> _SET TASK_
Please rewrite every line from the one containing "Crop-scouting request: mark the tree branch" through the end of the records, inclusive, keeping the request lines unchanged. Scale each coordinate in the answers by 2.4 and round to whole numbers, with halves rounded up.

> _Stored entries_
+---+

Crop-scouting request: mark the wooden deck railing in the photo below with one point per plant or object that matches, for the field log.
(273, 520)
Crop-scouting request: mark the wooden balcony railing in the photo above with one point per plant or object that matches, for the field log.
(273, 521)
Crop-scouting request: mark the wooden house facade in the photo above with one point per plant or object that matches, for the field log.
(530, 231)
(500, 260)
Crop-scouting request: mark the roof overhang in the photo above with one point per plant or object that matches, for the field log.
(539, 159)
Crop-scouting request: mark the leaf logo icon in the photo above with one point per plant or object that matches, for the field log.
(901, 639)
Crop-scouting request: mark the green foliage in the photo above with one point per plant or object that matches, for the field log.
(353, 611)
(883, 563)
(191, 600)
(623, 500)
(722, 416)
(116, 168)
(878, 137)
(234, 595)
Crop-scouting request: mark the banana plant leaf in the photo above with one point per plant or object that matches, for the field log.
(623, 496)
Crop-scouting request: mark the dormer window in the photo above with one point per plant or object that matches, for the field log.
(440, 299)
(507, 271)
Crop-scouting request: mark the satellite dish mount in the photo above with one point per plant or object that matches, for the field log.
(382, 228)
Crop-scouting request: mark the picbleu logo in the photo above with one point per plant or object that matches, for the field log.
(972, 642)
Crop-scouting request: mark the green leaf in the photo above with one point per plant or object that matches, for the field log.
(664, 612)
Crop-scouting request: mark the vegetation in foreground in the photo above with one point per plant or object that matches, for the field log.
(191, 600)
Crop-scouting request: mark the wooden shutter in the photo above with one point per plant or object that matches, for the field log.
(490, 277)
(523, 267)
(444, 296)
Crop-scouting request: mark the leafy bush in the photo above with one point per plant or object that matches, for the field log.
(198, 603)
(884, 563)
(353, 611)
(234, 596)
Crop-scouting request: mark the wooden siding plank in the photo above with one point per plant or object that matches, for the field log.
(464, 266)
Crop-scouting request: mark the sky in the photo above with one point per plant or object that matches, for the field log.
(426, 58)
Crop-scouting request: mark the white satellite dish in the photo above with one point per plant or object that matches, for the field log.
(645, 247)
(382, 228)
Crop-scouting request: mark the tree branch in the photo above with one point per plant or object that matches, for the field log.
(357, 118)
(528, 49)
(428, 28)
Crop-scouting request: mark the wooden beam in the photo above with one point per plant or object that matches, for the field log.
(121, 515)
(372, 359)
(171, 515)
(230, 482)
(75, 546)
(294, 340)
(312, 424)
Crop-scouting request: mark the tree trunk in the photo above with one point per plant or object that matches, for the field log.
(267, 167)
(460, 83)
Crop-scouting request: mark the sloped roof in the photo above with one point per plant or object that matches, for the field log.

+---+

> _CORRECT OUTPUT_
Crop-scouting request: mark the tree branch in the photo above with one point per plant or object that matches, for the field log.
(857, 283)
(1267, 118)
(1027, 67)
Crop-scouting request: mark the wooden beam in the photo above with one point per plant or object that matches, for the field log.
(290, 1236)
(893, 862)
(410, 1236)
(552, 1157)
(180, 1310)
(706, 816)
(749, 1018)
Crop-scouting request: mark the tree trunk in the photo above with one point per plant or object that matches, for the field log.
(641, 401)
(1104, 199)
Crop-scouting request: mark the sloped roof in the photo above with one point per plant or object that matches, for the field log.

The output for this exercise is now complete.